EXTRACT TO READ section start

Figure 5.
SV filtering by PTATO reveals an increased deletion burden in HSPCs of patients with FA
(A) Circos plots showing copy number variants (CNVs) and balanced SVs in a PTA (left/center) and bulk WGS sample (right) of patient IBFM35. The standard SV calling pipeline for bulk WGS generates hundreds of false-positive calls in PTA samples (left), most of which are removed by PTATO filtering (center), leading to similar SV profiles as a sample sequenced by bulk WGS (right panel).
(B) Number of SV events detected by GRIDSS without filtering by PTATO (left) and the number of SVs remaining after filtering by PTATO (right) in bulk and PTA-based WGS samples of IBFM35.
(C) Schematic overview of the SV calling and filtering strategy tailored for PTA-based WGS data implemented in the PTATO pipeline.

EXTRACT TO READ section end

[REQUIRED TASKS]:
1. Condense the caption's paragraph beginning "(A) Circos plots showing" into a short bulleted list that keeps its main facts.
2. Repeat the caption's wording from "SV filtering by" up to and including "WGS (right panel).", without changing anything.

DATA EXTRACT section start

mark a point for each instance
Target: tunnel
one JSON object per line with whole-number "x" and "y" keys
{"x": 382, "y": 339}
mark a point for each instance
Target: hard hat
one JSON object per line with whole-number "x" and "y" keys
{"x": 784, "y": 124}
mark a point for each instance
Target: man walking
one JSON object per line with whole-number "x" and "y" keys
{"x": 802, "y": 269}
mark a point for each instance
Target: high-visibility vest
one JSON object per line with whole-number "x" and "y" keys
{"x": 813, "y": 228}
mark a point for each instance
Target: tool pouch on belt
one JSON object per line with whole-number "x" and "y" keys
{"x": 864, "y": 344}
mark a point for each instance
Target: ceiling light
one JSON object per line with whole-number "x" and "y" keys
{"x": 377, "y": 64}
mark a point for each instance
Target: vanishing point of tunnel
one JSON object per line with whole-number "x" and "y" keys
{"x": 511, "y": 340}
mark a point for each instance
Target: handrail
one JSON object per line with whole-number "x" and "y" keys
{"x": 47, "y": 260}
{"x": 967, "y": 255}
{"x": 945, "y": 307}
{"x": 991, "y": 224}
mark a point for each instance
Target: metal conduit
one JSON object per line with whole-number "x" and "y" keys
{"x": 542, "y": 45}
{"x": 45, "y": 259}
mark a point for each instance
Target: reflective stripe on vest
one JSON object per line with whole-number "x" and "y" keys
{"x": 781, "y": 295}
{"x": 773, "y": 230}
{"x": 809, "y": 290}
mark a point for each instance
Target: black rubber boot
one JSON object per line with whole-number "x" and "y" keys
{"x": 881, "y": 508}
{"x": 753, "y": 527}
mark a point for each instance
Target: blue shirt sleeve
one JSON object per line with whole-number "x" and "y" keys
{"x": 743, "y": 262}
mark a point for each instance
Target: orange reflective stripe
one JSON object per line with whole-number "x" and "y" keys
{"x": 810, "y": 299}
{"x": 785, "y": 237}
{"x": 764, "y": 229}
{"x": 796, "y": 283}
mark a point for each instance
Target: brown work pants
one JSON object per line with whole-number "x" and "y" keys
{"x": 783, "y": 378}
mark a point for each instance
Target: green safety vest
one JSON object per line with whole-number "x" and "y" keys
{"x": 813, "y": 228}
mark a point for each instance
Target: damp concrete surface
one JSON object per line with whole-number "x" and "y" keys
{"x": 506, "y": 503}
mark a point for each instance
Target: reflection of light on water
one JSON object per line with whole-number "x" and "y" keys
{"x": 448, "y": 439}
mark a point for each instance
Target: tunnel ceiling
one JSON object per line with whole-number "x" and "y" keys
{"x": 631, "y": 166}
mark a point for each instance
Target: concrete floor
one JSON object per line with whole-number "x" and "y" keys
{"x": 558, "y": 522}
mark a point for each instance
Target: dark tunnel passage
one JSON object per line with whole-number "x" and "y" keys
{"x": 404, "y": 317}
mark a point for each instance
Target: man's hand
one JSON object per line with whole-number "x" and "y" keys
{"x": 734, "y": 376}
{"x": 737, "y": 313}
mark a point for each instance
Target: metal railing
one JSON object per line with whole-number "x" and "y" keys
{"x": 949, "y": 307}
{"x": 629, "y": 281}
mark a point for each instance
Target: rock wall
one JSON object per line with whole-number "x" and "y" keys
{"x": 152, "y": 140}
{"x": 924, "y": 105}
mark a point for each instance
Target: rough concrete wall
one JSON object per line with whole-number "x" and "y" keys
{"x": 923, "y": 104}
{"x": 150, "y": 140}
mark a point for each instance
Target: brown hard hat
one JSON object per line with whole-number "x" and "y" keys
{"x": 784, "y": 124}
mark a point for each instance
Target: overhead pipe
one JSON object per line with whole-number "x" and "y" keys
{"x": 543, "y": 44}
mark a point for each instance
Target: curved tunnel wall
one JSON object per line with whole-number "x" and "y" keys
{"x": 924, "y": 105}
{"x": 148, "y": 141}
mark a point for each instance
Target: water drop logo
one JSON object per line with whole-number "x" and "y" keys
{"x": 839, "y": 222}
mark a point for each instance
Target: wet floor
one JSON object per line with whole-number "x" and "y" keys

DATA EXTRACT section end

[ANSWER SET]:
1.
- Circos plots show CNVs and balanced SVs for patient IBFM35 in a PTA sample (left/center) and a bulk WGS sample (right).
- In PTA samples, the standard bulk WGS SV calling pipeline produces hundreds of false-positive calls (left).
- PTATO filtering removes most of these calls (center).
- After filtering, the SV profile resembles that of the bulk WGS sample (right panel).

2.
SV filtering by PTATO reveals an increased deletion burden in HSPCs of patients with FA
(A) Circos plots showing copy number variants (CNVs) and balanced SVs in a PTA (left/center) and bulk WGS sample (right) of patient IBFM35. The standard SV calling pipeline for bulk WGS generates hundreds of false-positive calls in PTA samples (left), most of which are removed by PTATO filtering (center), leading to similar SV profiles as a sample sequenced by bulk WGS (right panel).